### Parts of the exercise
[a] In the article on Medicaid expansion, why are there no subsidies for very poor Americans to buy private insurance through statewide marketplaces? Answer in one to three sentences.
[b] Translate this sentence from the article on Medicaid expansion into Spanish: "Poor working adults who don’t have children don’t qualify for Medicaid in many states, no matter how little money they make."
[c] Carry on writing the article on Medicaid expansion, picking up after its final sentence.

### Passage to read

____

Republican governors refusing generous federal funding to expand Medicaid under Obamacare will leave over five million low-income Americans without basic health benefits, according to a new study by the Kaiser Family Foundation (KFF).
Since the Supreme Court ruled Obamacare’s Medicaid expansion to be optional last summer, just 25 states and the District of Columbia have proceeded to implement expansion. Another 22 states have refused, while a handful still remain undecided. Unfortunately, poor Americans living in states that aren’t expanding Medicaid likely won’t be able to afford health insurance at all.
Current Medicaid eligibility rules vary by state, and most set an extremely high standard for Americans who want to enroll in the program — reserving it for low-income children, their parents, the elderly, and the disabled. Poor working adults who don’t have children don’t qualify for Medicaid in many states, no matter how little money they make. Furthermore, because Obamacare originally intended every state to expand Medicaid, there aren’t any subsidies available for very poor Americans to buy private insurance through statewide marketplaces. That federal assistance is only available to Americans earning between 100 percent and 399 percent of the Federal Poverty Level (FPL).
Therefore, without the expansion, a sizable portion of the working poor will simply be out of luck when it comes to their health coverage. Since they’ll make too much money to qualify for their state’s Medicaid program, but too little to qualify for federal subsidies, they will fall into a coverage gap:
CREDIT: Henry J Kaiser Family Foundation
“In states that expand their Medicaid programs, millions of adults will gain Medicaid coverage under the law. However, with many states opting not to implement the Medicaid expansion, millions of adults will remain outside the reach of the ACA and continue to have limited, if any, option for health coverage,” write the study authors. KFF researchers note that this coverage gap will leave many of the poorest without health insurance, since many states refusing Medicaid expansion have high levels of poverty and uninsurance, as well as severe poverty thresholds for Medicaid eligibility.

____

### Extracted material
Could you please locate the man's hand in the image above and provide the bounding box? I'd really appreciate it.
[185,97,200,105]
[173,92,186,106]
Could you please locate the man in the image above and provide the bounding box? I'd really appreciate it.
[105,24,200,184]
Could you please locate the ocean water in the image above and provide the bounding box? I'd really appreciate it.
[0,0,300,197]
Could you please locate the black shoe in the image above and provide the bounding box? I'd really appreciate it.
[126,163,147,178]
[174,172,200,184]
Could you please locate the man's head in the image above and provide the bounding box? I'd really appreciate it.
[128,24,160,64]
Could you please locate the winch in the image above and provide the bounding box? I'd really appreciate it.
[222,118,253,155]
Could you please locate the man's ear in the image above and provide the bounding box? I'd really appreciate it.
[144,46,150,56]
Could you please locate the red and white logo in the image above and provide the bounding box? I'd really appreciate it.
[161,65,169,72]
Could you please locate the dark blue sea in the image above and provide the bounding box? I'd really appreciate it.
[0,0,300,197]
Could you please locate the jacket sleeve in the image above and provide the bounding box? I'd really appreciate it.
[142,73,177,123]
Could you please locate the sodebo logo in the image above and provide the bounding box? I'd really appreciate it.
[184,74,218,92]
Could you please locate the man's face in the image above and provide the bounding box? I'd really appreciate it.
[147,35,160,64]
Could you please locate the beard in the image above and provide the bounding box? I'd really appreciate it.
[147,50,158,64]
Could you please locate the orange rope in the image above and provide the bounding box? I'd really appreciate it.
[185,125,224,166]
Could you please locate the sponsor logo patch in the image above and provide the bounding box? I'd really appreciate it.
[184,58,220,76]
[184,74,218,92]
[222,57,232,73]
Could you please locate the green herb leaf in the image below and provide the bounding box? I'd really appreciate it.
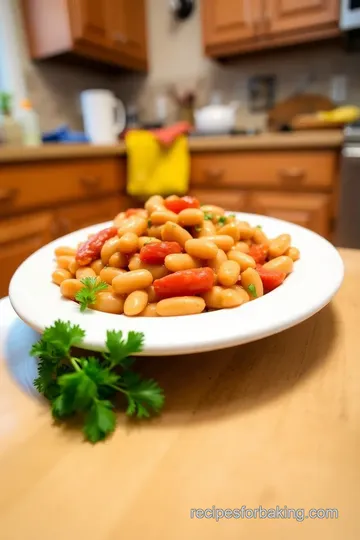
[248,283,257,298]
[83,399,116,443]
[75,277,108,312]
[104,330,144,367]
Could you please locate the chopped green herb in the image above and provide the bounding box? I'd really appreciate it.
[30,320,164,443]
[75,277,108,311]
[248,283,257,298]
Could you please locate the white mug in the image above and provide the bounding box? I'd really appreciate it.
[80,90,126,144]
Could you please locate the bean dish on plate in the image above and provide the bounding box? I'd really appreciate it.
[52,195,300,317]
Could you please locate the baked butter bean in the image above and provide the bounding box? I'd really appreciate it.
[161,221,192,247]
[269,234,291,258]
[228,250,256,272]
[124,291,148,317]
[52,268,72,285]
[179,208,204,227]
[150,208,179,225]
[76,266,96,279]
[185,238,219,259]
[165,253,201,272]
[91,290,124,315]
[241,268,264,300]
[100,266,126,285]
[206,234,234,251]
[60,279,84,300]
[285,247,300,261]
[217,261,240,287]
[156,296,205,317]
[112,269,153,294]
[55,246,76,257]
[264,255,294,274]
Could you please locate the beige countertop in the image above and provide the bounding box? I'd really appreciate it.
[0,130,343,163]
[0,250,360,540]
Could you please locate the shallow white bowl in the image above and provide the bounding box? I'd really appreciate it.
[9,213,344,355]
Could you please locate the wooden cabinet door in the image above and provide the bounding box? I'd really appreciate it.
[202,0,261,46]
[249,192,330,237]
[107,0,147,63]
[55,195,129,237]
[0,212,54,298]
[263,0,339,34]
[69,0,108,47]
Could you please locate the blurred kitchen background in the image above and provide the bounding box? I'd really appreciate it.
[0,0,360,296]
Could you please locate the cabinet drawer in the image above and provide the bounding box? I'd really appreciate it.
[0,158,125,215]
[191,151,337,190]
[190,189,247,212]
[54,194,129,236]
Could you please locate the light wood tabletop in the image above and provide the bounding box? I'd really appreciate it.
[0,250,360,540]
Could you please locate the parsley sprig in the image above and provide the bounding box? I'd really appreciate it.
[30,320,164,443]
[75,277,108,311]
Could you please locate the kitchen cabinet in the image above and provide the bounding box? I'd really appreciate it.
[0,212,55,298]
[202,0,340,58]
[249,192,330,238]
[22,0,147,71]
[203,0,261,44]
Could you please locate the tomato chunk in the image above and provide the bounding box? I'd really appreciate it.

____

### Per-task answers
[a] Obamacare originally intended every state to expand Medicaid, so very poor Americans were expected to be covered by Medicaid instead. As a result, federal assistance for marketplace insurance is available only to those earning between 100 percent and 399 percent of the Federal Poverty Level.

[b] Los adultos pobres que trabajan y no tienen hijos no califican para Medicaid en muchos estados, sin importar lo poco que ganen.

[c]
All told, KFF estimates that 5.2 million Americans will fall into the coverage gap caused by GOP opposition to Medicaid expansion. Over a third of Americans who won’t qualify for Medicaid or get Obamacare subsidies live in Florida and Texas — two high-population states led by governors adamantly opposed to the Affordable Care Act.
Other studies have also highlighted the disparities that poor Americans who live in anti-expansion states will be burdened with. For instance, the Urban Institute and Robert Wood Johnson Foundation (RWJF) found that without Medicaid expansion, just “36 percent of the uninsured in Mississippi would be eligible for assistance,” whereas 80 percent of uninsured Mississippi residents would get assistance under Medicaid expansion.